** LISTED ENTRIES **
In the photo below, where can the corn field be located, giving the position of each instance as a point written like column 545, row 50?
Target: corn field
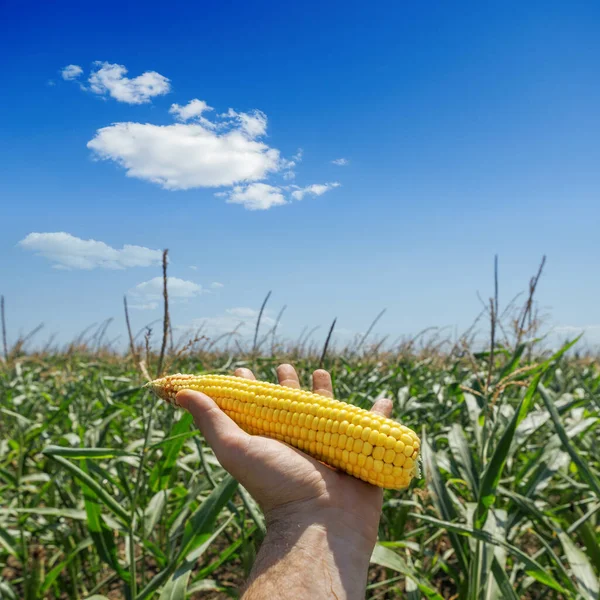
column 109, row 493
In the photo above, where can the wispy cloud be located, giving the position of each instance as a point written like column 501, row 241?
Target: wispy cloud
column 177, row 288
column 192, row 110
column 256, row 196
column 185, row 156
column 316, row 189
column 71, row 72
column 110, row 79
column 147, row 306
column 69, row 252
column 202, row 149
column 239, row 319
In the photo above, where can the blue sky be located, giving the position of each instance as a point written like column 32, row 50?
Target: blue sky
column 466, row 130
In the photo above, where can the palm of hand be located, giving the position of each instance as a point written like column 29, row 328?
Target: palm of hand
column 279, row 476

** SET TASK **
Arrange all of the data above as a JSON list of strings, one string per line, skipping any blank lines. Leave the picture out of your answer.

** RESULT **
[
  "In the photo below, where can the corn field be located, giving the position of each instance as a point written like column 545, row 50?",
  "Target: corn field",
  "column 109, row 493",
  "In the photo above, where can the wispy cloud be located, giving the position of each instance as a point written like column 501, row 241?",
  "Target: wispy cloud",
  "column 177, row 288",
  "column 192, row 110",
  "column 256, row 196",
  "column 185, row 156",
  "column 316, row 189",
  "column 71, row 72",
  "column 110, row 79",
  "column 147, row 306",
  "column 69, row 252",
  "column 202, row 149",
  "column 239, row 319",
  "In the photo above, where can the blue sky be located, giving the position of each instance as a point written like column 32, row 50?",
  "Target: blue sky",
  "column 466, row 130",
  "In the photo above, where can the palm of hand be located, giving the position of each instance as a point written like column 29, row 328?",
  "Target: palm of hand",
  "column 279, row 476"
]